* **Your objective**
Reproduce every line of the data below word for word, leaving out the pictures.

* **Entries**

■ ■ ■ ■ ■ ■ ■

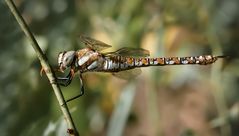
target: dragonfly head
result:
[58,51,75,72]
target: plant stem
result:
[5,0,79,136]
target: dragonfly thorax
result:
[58,51,75,72]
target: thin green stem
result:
[5,0,79,136]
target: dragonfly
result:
[57,35,226,102]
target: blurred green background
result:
[0,0,239,136]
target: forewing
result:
[105,47,150,57]
[112,68,142,80]
[80,35,112,51]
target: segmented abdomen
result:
[103,55,217,72]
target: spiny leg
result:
[57,70,75,86]
[66,74,85,102]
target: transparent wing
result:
[105,47,150,57]
[112,68,142,80]
[80,35,112,51]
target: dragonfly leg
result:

■ ■ ■ ■ ■ ■ ■

* **Solution to the exercise**
target: dragonfly head
result:
[58,51,75,72]
target: plant stem
result:
[5,0,79,136]
target: dragonfly thorax
result:
[58,51,75,72]
target: thin green stem
result:
[5,0,79,136]
target: dragonfly
result:
[57,35,226,102]
target: blurred green background
result:
[0,0,239,136]
target: forewing
result:
[105,47,150,57]
[112,68,142,80]
[80,35,112,51]
target: segmented abdomen
result:
[103,55,217,72]
target: spiny leg
result:
[57,70,75,86]
[66,74,85,102]
target: transparent wing
result:
[105,47,150,57]
[112,68,142,80]
[80,35,112,51]
target: dragonfly leg
result:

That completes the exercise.